■ Written exercise ■
Each entry must appear again exactly as it does in the source.

■ Input for this task ■
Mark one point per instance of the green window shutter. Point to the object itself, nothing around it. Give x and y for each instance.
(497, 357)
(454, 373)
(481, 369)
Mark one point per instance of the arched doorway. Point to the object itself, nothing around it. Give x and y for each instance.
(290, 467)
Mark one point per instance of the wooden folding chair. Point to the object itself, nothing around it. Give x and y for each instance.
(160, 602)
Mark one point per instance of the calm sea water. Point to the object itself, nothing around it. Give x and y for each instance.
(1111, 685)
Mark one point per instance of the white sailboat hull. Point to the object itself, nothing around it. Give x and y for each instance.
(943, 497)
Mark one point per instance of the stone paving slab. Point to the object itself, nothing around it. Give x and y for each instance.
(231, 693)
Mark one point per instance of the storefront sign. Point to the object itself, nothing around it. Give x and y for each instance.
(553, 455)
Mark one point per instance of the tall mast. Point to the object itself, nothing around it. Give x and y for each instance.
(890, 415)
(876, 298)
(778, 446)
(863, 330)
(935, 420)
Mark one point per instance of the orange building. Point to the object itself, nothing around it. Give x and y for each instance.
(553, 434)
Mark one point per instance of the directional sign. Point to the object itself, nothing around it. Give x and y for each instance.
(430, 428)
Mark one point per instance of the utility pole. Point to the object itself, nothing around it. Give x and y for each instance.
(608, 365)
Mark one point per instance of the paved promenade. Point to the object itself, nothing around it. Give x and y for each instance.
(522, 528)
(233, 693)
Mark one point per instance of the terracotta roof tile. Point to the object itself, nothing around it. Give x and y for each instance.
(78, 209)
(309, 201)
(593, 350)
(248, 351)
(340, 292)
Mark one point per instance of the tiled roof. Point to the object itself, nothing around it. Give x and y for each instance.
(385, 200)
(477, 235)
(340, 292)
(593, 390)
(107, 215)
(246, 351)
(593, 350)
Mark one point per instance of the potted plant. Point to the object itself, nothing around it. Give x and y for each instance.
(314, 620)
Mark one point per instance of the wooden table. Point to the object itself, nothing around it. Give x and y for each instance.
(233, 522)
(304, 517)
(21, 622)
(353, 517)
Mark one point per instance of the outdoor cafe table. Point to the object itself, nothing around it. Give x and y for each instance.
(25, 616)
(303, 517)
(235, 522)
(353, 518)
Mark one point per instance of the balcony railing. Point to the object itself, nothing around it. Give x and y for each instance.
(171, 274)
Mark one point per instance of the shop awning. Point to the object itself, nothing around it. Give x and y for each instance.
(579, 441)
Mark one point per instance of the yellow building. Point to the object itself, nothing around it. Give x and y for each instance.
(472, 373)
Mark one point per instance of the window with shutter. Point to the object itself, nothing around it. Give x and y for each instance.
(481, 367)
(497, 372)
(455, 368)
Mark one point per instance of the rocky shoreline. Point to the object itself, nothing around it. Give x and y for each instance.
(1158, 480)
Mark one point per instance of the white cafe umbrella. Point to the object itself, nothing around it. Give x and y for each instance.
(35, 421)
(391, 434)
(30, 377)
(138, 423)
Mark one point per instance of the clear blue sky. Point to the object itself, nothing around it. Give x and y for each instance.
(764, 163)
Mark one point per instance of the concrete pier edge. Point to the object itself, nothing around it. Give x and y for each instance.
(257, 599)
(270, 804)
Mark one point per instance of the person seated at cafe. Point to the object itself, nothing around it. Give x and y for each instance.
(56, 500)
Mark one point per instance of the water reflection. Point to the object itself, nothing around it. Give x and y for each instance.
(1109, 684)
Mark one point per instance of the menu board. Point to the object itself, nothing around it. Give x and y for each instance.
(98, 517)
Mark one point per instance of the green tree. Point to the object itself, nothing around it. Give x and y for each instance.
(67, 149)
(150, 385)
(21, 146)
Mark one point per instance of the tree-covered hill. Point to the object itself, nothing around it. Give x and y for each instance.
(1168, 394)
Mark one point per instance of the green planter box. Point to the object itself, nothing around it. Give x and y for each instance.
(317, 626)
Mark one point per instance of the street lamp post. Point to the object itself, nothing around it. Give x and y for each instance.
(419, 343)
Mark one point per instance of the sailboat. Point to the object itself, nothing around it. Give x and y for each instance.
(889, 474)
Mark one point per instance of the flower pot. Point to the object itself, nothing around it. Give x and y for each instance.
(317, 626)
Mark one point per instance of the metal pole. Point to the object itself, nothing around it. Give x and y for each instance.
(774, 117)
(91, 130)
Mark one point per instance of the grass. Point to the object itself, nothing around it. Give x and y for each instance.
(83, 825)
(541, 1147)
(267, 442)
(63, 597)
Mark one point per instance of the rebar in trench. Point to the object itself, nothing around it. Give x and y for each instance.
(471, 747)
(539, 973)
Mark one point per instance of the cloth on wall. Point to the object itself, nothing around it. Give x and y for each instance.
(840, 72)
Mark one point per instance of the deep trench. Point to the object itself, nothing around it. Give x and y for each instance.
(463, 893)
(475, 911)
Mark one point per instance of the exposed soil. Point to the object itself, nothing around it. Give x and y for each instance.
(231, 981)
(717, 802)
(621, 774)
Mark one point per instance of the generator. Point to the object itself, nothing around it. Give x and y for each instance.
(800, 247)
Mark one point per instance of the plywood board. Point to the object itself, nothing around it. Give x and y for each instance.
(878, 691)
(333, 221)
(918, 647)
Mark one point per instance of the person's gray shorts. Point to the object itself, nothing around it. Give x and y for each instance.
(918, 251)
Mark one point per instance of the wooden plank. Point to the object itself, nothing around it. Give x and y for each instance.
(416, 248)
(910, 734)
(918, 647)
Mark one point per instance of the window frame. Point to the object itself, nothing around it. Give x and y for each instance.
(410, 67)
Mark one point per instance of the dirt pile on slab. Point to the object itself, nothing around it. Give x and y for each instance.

■ Result of this exercise ■
Mark one point per instance of the green window shutter. Point to the object itself, nothing around it. Give x and y for each instance.
(497, 357)
(454, 373)
(481, 369)
Mark one point per instance of the arched doorway. Point to the object itself, nothing around it. Give x and y for each instance.
(290, 467)
Mark one point per instance of the wooden folding chair. Point to the object itself, nothing around it. Give x and y for each instance.
(160, 602)
Mark one point per instance of the calm sea water. Point to the object itself, nothing around it. Give x and y for each instance.
(1111, 685)
Mark one point per instance of the white sailboat hull. Point to the object itself, nothing around it. Give x and y for each instance.
(943, 497)
Mark one point per instance of the stone paving slab. Point to the object itself, nothing around it. Give x and y for each instance.
(231, 693)
Mark one point per instance of the storefront sign. Point to the object itself, nothing around it. Give x and y for each instance.
(553, 455)
Mark one point per instance of the tall mast. Point to the object itself, nothing around it. Give x and y for each instance.
(890, 415)
(876, 298)
(778, 446)
(863, 330)
(935, 420)
Mark one point per instance of the orange building. Point to the object itself, nothing around it. Give x and y for each instance.
(553, 434)
Mark one point per instance of the directional sign. Point to the object itself, nothing around it. Give x and y for each instance.
(430, 428)
Mark one point per instance of the utility pole. Point to the object itself, nothing around it. Give x and y for each instance.
(608, 365)
Mark one point per instance of the paved promenade. Point to the object itself, nothing around it. Give x and y for each instance.
(522, 528)
(233, 693)
Mark one point per instance of the terracotta roof tile. Point to the object itself, nothing around it. Give x and y for each instance.
(78, 209)
(309, 201)
(593, 350)
(248, 351)
(340, 292)
Mark one point per instance of the tiled roof. Point to the object itself, nothing around it. Give x and y for each instance.
(385, 200)
(477, 235)
(340, 292)
(593, 390)
(107, 215)
(246, 351)
(593, 350)
Mark one point per instance of the potted plant. Point to the object itself, nothing around it. Give x and y for each instance.
(314, 620)
Mark one point per instance of the wooden table. Point to the object itself, nothing around it. Give x and y for each instance.
(233, 522)
(304, 517)
(21, 622)
(353, 517)
Mark one point per instance of the outdoor cafe table. Point to the object itself, nothing around it. Give x and y for each instance.
(25, 616)
(303, 517)
(235, 522)
(353, 518)
Mark one point per instance of the balcony railing. Point to the object itself, nothing around it. Give x and y for each instance.
(171, 274)
Mark one point per instance of the shop awning. Point to the object itself, nothing around it. Give x and y for each instance.
(579, 441)
Mark one point per instance of the yellow building. Point to the object itself, nothing around it. Give x and y for each instance.
(472, 373)
Mark one point per instance of the window with shutter. Point to the object itself, nothing around it. Give x and y for each instance.
(481, 367)
(497, 372)
(455, 368)
Mark one point per instance of the rocky shoreline. Point to the object itself, nothing around it. Give x and y for each instance.
(1158, 480)
Mark one point per instance of the white cafe umbrella. Point to the object itself, nothing around it. Give x and y for each instance.
(35, 421)
(391, 434)
(30, 377)
(138, 423)
Mark one point per instance of the clear blue sky. Point to the object itself, nothing around it. Give x and y for each instance.
(764, 163)
Mark one point per instance of the concrete pier edge. Point to the object itself, nothing around it. Give x and y for each instance.
(257, 599)
(270, 804)
Mark one point per instance of the person seated at cafe. Point to the object itself, nothing around it. Give x and y for each instance.
(56, 500)
Mark one point per instance of the water reflection. Point to the object itself, nothing around it. Give x and y for each instance.
(1109, 684)
Mark one point per instance of the menu board. Point to the object itself, nothing around it. Give x and y for each instance.
(98, 517)
Mark one point per instance of the green tree. Point to the object itself, nothing around it. Give x and y for each instance.
(67, 149)
(150, 385)
(21, 146)
Mark one point per instance of the tree-covered hill. Point to the object itself, nothing around it. Give x and y for each instance.
(1168, 394)
Mark one point per instance of the green planter box. Point to the object itself, nothing around it. Give x and y for each instance.
(317, 626)
Mark one point per instance of the street lamp post. Point to the object itself, nothing around it. Give x and y for each instance.
(419, 343)
Mark one point per instance of the sailboat. Point to the object itself, nothing around it. Give x and y for each instance.
(889, 474)
Mark one point per instance of the flower pot. Point to the object itself, nothing around it. Give x and y for each instance.
(317, 626)
Mark one point per instance of the metal pole. Point to the object itself, nothing around it. Give x and y for each instance.
(774, 117)
(91, 130)
Mark one point per instance of the grass. Point to the object itself, nothing around it. Give x and y for each instance.
(83, 825)
(541, 1147)
(267, 442)
(63, 597)
Mark one point per instance of the rebar in trench. Point to the object itself, nothing around it. Give x and y for each instance.
(471, 747)
(539, 973)
Mark one point per instance of the cloth on wall. Point to the object itself, nothing around it. Give x and y for each instance.
(840, 72)
Mark one point per instance of the deep trench. Point to the object itself, nothing around it. Give x and y for each instance.
(463, 893)
(475, 911)
Mark one point per instance of the exposed soil. Point to the object itself, nothing around it. Give x and y for each instance.
(231, 981)
(717, 802)
(621, 774)
Mark one point per instance of the generator. Point to the object itself, nothing around it. Give x and y for each instance.
(800, 247)
Mark one point per instance of the plywood board. Point to the object itself, nothing around it. Give x and y for each instance.
(878, 691)
(333, 221)
(918, 647)
Mark one point per instance of the person's gray shorts. Point to the object itself, nothing around it. Give x and y for each instance.
(918, 251)
Mark one point per instance of the wooden plank. Point to the object itself, nothing around it. Give x and y for each instance.
(416, 248)
(910, 734)
(918, 647)
Mark one point per instance of the window frame. Point to the object itself, nothing around it. Give x and y for each instance.
(410, 67)
Mark one point per instance of the dirt pile on slab. Point to the object itself, nothing around it. Give x and y for each instance.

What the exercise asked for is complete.